• Required task: Count the lines in the items below that contain the word "water", and reply with that number only.
BEGIN Data shown
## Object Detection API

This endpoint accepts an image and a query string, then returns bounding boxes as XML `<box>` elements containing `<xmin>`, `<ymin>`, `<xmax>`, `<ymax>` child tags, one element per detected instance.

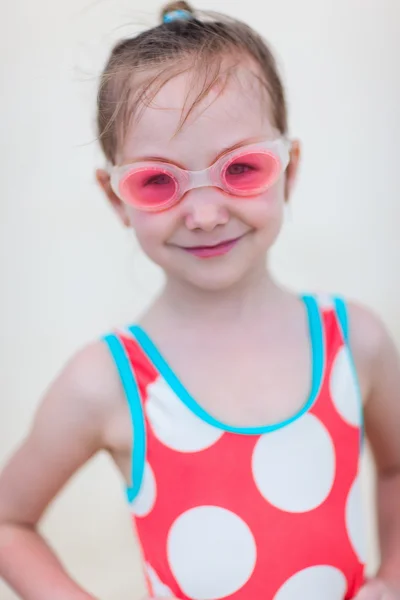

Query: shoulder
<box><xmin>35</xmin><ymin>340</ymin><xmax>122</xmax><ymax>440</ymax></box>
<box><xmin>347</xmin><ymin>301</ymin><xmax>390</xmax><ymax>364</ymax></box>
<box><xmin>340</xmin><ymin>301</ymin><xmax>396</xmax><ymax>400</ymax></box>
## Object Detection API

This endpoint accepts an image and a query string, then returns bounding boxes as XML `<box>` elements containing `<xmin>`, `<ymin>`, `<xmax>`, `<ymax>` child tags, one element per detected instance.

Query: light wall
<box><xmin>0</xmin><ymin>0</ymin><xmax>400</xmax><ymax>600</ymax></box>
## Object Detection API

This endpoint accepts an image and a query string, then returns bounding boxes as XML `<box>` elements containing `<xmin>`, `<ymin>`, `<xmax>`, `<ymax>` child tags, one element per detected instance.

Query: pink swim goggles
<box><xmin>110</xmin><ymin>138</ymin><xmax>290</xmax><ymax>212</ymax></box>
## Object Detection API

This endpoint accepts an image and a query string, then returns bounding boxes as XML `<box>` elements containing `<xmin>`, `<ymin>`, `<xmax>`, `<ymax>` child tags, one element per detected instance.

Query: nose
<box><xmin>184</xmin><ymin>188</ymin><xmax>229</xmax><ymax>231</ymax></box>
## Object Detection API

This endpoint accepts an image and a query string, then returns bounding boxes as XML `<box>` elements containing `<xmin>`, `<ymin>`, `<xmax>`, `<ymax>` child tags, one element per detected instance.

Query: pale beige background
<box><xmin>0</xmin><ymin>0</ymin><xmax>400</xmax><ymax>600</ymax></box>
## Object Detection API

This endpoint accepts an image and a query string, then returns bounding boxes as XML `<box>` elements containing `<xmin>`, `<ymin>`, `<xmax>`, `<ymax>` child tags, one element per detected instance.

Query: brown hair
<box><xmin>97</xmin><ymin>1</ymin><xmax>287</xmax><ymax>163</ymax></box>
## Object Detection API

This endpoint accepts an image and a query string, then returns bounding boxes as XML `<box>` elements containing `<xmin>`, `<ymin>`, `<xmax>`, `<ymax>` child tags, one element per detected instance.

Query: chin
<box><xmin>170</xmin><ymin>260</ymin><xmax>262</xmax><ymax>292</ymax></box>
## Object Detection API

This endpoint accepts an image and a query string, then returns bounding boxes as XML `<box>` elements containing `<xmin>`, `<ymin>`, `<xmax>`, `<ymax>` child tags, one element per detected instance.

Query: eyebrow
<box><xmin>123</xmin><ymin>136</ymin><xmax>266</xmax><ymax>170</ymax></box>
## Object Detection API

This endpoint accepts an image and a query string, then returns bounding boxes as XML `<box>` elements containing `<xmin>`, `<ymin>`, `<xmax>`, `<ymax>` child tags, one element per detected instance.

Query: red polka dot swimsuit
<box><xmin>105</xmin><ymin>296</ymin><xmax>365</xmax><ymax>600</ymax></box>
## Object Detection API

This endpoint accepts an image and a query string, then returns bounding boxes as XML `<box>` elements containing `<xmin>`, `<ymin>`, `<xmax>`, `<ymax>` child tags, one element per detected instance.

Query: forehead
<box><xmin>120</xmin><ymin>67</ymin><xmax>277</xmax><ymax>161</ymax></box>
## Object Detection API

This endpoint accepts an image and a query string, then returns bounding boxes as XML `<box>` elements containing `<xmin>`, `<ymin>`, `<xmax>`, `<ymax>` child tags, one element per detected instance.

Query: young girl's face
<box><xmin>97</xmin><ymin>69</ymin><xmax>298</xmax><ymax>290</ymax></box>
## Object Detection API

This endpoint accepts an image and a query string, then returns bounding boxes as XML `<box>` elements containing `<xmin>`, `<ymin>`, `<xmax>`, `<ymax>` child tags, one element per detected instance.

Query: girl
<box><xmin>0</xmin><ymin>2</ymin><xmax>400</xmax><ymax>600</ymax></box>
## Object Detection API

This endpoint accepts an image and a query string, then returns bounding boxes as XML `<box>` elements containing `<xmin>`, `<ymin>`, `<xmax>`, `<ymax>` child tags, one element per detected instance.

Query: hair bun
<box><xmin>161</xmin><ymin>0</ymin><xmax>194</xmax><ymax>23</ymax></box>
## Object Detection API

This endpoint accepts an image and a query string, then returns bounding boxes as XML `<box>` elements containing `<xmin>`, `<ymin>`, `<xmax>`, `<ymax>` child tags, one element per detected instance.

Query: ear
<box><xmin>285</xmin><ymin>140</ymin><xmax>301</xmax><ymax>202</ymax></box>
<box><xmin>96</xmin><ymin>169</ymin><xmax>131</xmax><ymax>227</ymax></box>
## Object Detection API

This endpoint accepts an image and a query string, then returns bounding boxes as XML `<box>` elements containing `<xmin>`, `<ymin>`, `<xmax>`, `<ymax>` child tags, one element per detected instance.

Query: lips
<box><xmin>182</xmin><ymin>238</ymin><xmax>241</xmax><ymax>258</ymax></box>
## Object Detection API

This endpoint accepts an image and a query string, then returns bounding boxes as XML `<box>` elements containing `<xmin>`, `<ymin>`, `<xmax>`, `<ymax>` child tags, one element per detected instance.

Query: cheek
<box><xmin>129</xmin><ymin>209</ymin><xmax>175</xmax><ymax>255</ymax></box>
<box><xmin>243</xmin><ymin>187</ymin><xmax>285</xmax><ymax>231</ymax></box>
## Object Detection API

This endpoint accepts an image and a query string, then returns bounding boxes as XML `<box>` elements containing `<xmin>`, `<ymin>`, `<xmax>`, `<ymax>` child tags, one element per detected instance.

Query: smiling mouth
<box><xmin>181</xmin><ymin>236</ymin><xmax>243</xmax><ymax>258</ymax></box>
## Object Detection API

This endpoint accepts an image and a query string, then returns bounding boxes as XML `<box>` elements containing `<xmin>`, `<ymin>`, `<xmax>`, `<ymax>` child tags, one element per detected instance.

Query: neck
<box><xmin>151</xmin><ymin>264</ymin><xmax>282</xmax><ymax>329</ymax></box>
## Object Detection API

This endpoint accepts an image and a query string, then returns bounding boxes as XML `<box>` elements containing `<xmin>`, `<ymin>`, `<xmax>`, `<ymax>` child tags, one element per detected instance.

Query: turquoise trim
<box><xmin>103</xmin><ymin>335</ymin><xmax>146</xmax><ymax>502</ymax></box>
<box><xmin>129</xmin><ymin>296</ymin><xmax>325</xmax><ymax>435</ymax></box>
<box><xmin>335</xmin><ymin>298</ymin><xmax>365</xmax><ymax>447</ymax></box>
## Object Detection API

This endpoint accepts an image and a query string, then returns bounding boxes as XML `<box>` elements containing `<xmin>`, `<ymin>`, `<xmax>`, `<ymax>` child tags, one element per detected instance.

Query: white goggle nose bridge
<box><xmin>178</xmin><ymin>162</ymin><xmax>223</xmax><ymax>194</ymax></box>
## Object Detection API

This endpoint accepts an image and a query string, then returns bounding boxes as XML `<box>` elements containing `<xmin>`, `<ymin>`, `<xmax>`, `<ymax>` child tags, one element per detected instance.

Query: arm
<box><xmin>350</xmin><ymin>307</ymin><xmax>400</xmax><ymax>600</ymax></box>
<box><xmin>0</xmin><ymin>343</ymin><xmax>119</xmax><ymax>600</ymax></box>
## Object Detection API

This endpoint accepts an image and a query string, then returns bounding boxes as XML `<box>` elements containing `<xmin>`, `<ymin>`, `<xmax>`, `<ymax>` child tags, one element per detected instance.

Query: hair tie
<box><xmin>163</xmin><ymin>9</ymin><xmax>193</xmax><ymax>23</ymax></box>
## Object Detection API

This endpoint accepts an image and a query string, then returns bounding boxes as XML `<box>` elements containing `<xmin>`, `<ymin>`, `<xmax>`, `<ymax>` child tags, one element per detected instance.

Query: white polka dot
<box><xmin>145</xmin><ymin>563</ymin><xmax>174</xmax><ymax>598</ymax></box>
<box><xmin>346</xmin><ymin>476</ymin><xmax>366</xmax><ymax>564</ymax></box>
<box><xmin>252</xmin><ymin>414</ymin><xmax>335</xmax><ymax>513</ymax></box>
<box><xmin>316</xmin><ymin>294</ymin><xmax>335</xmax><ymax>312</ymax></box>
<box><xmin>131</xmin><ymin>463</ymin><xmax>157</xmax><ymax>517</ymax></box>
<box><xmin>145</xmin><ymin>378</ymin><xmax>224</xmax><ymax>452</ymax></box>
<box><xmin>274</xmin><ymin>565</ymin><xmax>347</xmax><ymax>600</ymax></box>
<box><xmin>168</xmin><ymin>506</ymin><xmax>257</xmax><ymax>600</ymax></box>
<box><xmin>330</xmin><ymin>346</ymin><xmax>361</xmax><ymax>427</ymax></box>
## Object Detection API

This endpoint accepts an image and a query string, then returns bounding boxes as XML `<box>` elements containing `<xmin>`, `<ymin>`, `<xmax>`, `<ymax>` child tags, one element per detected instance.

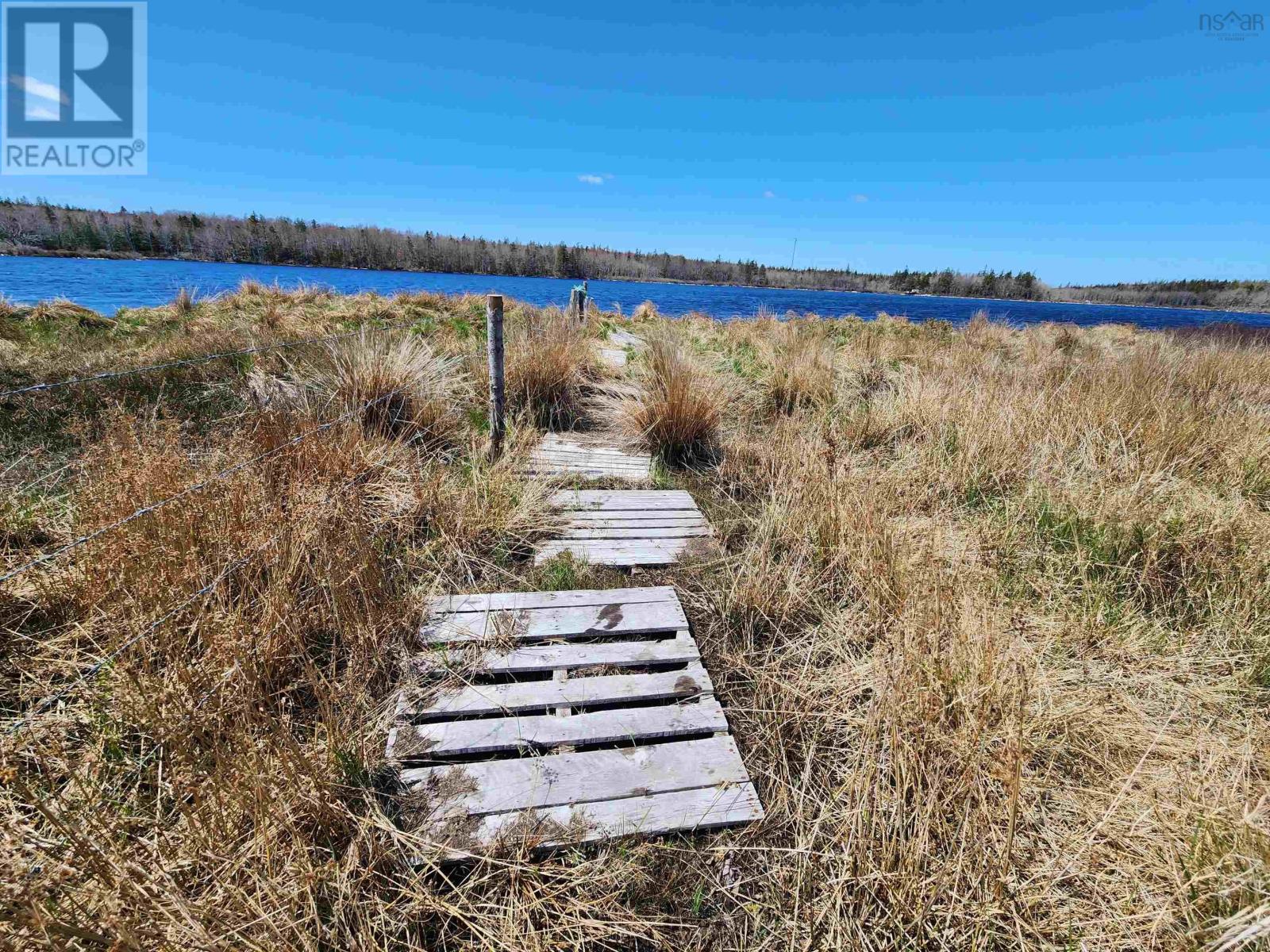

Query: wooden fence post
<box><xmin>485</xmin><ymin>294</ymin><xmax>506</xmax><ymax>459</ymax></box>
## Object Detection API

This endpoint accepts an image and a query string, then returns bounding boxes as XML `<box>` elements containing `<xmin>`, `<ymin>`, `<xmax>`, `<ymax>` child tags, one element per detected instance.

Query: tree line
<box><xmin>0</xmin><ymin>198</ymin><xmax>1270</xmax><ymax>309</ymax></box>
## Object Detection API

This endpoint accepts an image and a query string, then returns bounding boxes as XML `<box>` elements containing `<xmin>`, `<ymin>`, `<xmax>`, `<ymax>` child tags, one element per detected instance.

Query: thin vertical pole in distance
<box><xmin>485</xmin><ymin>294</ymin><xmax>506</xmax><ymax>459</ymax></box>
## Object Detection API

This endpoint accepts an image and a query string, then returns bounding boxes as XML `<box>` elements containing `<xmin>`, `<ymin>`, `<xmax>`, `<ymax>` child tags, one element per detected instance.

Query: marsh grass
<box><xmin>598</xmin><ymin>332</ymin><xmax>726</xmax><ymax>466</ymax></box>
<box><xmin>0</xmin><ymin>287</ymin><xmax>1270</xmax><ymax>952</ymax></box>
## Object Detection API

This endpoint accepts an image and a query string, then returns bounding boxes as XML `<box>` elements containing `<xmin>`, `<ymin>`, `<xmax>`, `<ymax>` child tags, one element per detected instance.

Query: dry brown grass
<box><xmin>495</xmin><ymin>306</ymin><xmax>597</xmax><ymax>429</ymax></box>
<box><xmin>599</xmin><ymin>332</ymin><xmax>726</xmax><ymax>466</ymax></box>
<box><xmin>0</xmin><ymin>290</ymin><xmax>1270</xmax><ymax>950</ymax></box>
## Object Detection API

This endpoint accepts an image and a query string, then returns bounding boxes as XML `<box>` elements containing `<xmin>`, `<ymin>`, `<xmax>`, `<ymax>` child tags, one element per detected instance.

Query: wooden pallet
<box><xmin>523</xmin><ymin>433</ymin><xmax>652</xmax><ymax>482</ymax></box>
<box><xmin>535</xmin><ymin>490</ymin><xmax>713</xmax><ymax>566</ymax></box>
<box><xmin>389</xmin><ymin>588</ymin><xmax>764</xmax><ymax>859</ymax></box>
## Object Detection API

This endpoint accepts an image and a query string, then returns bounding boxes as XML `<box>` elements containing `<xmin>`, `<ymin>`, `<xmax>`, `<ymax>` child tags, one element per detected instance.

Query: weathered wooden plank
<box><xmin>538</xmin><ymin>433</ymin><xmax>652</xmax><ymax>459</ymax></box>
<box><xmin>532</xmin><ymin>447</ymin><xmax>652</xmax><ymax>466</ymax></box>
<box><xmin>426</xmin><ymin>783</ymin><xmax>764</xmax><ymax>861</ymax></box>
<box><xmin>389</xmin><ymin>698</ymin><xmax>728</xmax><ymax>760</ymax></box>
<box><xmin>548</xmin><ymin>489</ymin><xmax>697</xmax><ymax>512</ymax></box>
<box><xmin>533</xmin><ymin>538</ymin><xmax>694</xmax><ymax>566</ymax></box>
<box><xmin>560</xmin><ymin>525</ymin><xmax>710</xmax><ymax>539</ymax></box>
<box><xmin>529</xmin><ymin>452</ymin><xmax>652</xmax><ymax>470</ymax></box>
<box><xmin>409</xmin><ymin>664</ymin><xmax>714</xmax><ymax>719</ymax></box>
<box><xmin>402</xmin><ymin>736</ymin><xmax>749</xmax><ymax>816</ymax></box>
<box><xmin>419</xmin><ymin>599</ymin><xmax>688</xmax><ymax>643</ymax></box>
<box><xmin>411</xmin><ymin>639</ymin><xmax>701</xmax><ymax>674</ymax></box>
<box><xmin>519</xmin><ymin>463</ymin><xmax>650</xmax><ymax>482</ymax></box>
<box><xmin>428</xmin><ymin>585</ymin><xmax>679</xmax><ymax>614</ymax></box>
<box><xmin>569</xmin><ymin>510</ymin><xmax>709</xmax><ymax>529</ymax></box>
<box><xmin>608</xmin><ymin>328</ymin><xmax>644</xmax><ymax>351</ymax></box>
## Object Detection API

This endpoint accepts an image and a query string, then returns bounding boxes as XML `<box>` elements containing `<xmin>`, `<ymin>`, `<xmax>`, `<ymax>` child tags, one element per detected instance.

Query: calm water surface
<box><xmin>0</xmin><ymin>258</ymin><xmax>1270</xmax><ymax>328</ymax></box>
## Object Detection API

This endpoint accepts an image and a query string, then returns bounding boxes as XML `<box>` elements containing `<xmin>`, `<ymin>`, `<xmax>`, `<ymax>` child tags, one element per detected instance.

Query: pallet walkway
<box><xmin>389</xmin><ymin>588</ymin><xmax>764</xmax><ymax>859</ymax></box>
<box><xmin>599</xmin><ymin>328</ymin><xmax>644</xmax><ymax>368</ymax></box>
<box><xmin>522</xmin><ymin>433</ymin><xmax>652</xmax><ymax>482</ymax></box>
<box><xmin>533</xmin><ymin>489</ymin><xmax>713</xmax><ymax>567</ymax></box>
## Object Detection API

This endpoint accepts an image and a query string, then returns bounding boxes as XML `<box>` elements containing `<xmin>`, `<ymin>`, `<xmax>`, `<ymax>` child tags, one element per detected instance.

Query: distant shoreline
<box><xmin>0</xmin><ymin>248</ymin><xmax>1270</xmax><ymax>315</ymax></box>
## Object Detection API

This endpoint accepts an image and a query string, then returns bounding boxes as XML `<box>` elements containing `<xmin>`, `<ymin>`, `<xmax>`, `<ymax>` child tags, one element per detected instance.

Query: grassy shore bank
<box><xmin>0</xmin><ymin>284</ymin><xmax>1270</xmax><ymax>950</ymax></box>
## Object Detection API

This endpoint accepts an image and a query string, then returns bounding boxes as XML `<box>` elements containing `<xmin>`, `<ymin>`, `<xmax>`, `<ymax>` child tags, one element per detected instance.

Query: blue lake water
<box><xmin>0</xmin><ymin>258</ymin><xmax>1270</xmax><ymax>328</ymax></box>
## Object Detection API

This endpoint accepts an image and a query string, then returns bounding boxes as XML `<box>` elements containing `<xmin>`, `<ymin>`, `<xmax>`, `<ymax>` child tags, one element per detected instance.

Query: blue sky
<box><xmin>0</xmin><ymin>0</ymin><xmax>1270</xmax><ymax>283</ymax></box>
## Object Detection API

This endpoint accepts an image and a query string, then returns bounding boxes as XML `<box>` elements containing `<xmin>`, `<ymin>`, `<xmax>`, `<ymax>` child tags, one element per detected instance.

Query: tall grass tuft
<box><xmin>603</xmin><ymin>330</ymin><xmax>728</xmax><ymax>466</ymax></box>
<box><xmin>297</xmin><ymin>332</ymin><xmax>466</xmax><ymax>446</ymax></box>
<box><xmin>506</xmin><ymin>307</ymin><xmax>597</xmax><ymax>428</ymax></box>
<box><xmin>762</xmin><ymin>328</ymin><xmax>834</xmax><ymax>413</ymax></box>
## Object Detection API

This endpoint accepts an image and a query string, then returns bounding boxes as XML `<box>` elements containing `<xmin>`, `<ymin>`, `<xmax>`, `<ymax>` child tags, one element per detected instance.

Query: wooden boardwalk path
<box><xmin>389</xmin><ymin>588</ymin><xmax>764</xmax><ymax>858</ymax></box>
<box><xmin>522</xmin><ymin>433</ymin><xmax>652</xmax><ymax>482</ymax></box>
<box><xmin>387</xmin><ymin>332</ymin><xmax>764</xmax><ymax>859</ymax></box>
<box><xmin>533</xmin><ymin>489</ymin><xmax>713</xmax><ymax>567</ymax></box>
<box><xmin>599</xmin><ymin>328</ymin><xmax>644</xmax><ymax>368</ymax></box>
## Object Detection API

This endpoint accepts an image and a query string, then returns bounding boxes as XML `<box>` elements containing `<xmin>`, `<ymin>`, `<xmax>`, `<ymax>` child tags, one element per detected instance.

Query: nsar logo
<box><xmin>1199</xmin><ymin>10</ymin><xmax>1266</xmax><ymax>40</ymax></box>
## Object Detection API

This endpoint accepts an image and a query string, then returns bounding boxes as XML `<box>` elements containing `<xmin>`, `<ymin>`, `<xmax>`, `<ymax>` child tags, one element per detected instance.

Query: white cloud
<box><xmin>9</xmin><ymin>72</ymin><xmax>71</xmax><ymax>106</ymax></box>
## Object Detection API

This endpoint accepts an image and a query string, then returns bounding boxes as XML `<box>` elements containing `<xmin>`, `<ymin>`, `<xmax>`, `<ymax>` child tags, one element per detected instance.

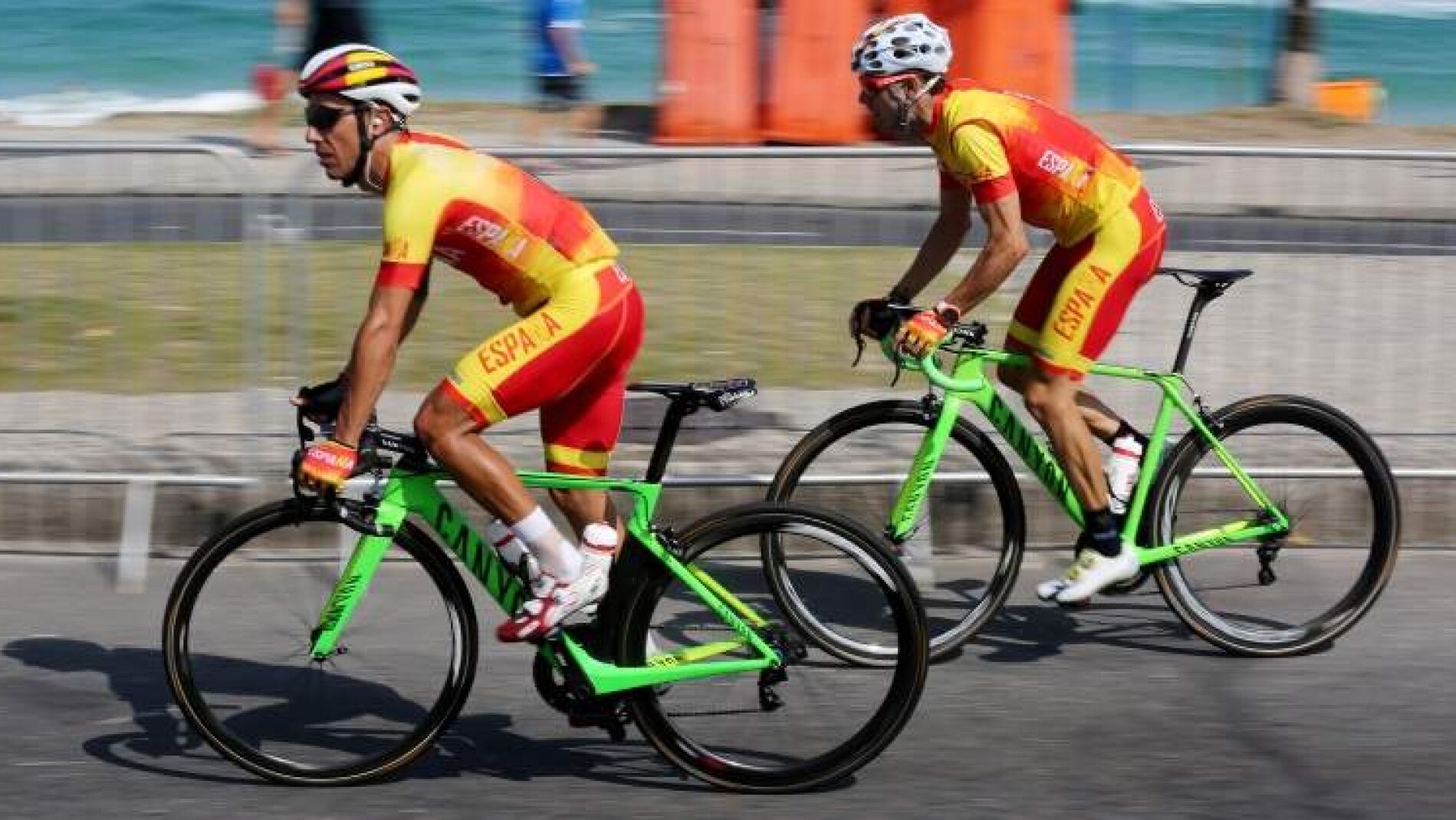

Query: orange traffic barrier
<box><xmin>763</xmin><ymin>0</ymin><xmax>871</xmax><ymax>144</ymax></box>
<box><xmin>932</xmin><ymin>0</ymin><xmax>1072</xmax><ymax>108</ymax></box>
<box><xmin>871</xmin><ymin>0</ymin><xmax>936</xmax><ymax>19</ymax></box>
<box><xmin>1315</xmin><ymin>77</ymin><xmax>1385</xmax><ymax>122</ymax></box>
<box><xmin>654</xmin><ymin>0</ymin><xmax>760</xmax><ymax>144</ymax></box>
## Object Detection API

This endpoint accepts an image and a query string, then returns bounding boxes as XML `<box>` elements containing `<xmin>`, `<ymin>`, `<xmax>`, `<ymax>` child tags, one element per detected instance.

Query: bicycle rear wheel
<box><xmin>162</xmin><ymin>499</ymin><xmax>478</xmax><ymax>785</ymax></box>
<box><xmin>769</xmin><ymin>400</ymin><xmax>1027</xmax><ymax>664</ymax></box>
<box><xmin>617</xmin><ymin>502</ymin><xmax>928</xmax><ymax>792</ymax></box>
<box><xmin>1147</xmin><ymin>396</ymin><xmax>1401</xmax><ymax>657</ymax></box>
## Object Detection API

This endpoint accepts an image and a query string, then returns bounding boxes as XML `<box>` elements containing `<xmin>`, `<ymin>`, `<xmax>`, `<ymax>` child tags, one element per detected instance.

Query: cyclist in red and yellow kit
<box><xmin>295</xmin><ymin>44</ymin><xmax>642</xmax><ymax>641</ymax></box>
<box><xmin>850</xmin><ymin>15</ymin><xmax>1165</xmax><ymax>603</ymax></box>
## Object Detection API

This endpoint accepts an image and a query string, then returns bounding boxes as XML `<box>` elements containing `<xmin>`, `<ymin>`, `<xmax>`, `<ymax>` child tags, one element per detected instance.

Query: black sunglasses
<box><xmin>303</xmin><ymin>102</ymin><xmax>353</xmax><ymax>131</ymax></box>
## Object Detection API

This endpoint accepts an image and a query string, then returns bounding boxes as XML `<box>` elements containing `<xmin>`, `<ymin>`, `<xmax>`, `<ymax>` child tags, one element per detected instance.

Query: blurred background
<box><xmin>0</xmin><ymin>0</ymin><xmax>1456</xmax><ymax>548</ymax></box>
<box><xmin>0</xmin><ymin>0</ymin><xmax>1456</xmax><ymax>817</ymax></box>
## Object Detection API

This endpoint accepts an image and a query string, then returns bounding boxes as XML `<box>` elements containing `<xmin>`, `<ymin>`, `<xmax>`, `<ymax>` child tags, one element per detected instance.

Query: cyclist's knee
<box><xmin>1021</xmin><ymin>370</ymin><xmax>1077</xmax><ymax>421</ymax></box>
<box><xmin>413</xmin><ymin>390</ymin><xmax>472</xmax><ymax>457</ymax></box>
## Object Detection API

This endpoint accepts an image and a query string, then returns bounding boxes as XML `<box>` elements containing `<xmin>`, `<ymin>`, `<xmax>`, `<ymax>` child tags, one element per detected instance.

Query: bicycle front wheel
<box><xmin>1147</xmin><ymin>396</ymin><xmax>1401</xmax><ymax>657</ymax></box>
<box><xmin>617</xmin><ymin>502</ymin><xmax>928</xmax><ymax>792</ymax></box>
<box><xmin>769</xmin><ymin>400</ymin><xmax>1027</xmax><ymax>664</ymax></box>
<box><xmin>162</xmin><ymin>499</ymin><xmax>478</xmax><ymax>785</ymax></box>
END Data shown
• Final result: 2